#### Exercise requirements:
If a line of the data below contains the string "shaped", copy it into your answer.

# # #

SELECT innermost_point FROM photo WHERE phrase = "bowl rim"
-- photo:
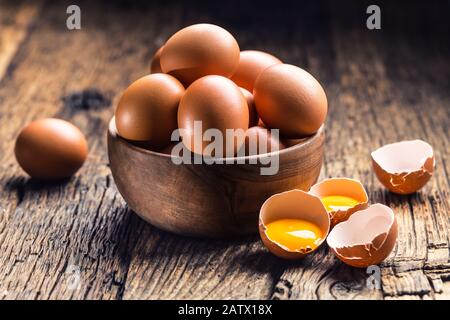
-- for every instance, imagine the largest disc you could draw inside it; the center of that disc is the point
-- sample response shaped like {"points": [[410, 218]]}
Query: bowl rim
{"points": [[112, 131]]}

# # #

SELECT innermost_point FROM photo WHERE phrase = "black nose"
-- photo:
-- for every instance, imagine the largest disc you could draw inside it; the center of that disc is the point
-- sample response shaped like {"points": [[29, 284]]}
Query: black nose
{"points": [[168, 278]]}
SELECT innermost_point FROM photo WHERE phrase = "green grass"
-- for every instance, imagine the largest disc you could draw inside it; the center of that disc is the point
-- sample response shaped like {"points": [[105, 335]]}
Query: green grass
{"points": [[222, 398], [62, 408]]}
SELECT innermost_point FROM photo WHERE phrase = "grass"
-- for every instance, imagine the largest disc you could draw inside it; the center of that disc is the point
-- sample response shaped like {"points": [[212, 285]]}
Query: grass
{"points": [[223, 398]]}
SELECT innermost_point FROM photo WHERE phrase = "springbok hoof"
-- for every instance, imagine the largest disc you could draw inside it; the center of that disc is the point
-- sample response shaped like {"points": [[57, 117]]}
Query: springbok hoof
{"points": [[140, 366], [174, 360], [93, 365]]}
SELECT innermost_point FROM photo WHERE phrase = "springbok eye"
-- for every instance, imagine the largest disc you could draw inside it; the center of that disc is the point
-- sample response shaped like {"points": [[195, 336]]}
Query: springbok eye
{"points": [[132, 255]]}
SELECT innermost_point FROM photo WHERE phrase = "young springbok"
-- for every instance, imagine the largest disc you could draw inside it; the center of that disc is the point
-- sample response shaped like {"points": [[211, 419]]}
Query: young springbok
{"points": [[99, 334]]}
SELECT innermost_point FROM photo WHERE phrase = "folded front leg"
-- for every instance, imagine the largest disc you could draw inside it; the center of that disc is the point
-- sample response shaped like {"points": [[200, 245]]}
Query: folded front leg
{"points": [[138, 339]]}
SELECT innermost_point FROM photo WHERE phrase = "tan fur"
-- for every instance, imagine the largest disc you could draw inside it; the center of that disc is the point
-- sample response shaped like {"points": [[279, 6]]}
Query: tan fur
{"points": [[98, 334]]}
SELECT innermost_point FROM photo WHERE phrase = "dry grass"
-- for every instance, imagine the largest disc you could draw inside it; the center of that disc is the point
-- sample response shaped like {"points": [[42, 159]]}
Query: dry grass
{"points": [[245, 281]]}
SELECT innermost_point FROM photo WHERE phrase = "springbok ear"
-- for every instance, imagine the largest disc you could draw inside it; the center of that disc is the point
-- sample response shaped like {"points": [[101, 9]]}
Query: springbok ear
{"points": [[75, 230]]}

# # #

#### Problem solution:
-- sample response shaped like {"points": [[410, 218]]}
-- sample response shaped like {"points": [[29, 284]]}
-- sample response shaped like {"points": [[105, 335]]}
-- sample response shaped like {"points": [[212, 285]]}
-- sample response shaped like {"points": [[57, 117]]}
-- sample response shaped like {"points": [[195, 336]]}
-- sample response shaped like {"points": [[211, 419]]}
-- sample response shaped like {"points": [[200, 245]]}
-- sample response shaped like {"points": [[279, 6]]}
-- sample response shaped like {"points": [[42, 159]]}
-- sample response shaped like {"points": [[101, 9]]}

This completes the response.